Written task:
Among the rows below, retype verbatim every line from the line containing "Pass-network tagging: label the mountain range" through the line containing "[(422, 44)]", including both of those lines.

Data for this task:
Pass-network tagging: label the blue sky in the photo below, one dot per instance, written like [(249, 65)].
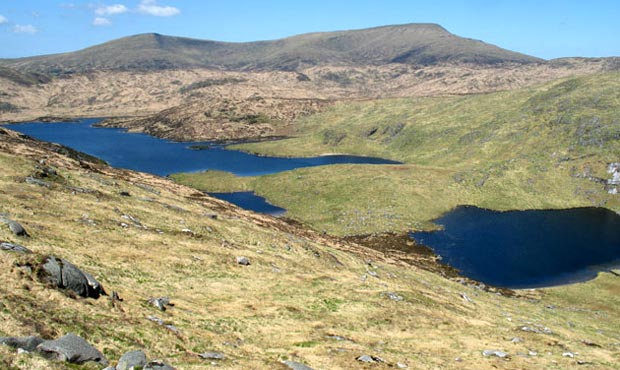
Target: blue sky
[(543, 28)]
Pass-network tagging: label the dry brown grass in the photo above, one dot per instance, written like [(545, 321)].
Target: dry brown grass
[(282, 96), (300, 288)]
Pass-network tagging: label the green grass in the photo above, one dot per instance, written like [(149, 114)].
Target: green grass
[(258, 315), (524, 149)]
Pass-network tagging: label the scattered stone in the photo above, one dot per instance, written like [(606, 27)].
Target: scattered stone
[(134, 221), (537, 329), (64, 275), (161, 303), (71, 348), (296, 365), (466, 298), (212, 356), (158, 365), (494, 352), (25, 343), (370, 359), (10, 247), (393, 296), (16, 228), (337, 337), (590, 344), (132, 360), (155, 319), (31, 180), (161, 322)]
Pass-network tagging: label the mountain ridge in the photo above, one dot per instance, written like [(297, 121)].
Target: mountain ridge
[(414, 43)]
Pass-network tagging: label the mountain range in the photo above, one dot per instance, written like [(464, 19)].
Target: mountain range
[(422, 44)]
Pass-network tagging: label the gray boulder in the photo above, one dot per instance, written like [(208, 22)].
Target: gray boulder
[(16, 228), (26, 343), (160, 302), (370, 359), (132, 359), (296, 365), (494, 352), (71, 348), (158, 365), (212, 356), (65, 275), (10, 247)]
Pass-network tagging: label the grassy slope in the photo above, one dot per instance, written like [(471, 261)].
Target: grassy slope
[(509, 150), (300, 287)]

Full answer:
Pass-network tagging: label the mountain range in the photo above, one dot per instance, written like [(464, 19)].
Target: mountain range
[(422, 44)]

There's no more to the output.